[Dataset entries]
== == ==
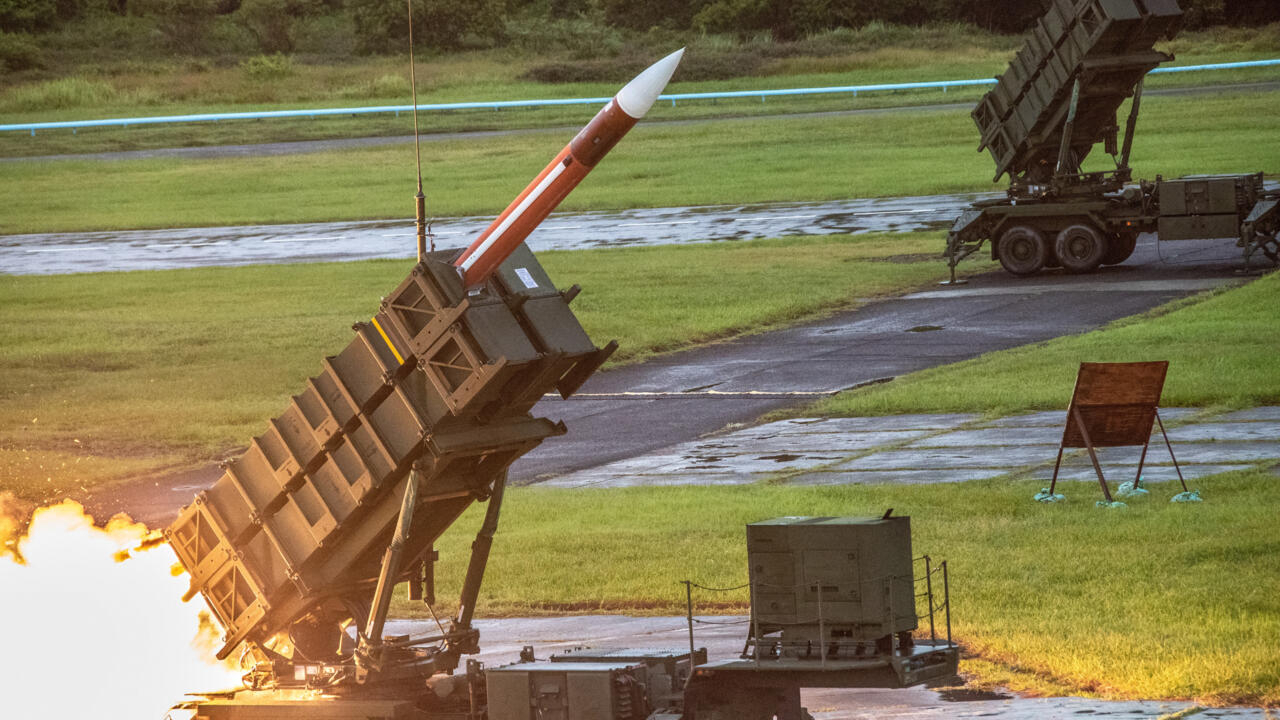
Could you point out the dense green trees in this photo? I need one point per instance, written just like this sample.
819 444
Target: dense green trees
446 24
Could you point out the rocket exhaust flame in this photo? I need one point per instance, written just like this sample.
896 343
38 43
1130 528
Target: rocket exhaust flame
94 625
531 206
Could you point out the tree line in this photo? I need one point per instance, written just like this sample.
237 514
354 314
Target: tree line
380 24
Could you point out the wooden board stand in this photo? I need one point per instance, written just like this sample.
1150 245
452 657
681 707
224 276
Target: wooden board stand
1115 405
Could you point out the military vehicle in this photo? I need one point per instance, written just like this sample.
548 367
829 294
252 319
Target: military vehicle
296 548
1057 100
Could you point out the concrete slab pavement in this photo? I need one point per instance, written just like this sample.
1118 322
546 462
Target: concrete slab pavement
940 449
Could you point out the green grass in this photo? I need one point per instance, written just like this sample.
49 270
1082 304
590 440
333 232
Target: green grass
== == ==
— TASK STATEMENT —
For every line above with the word "grass" in it, make a copy.

— YOUR RESPONSE —
Could you point out the green grass in this photo? I need one point per instance, written just like this sample.
Target: green grass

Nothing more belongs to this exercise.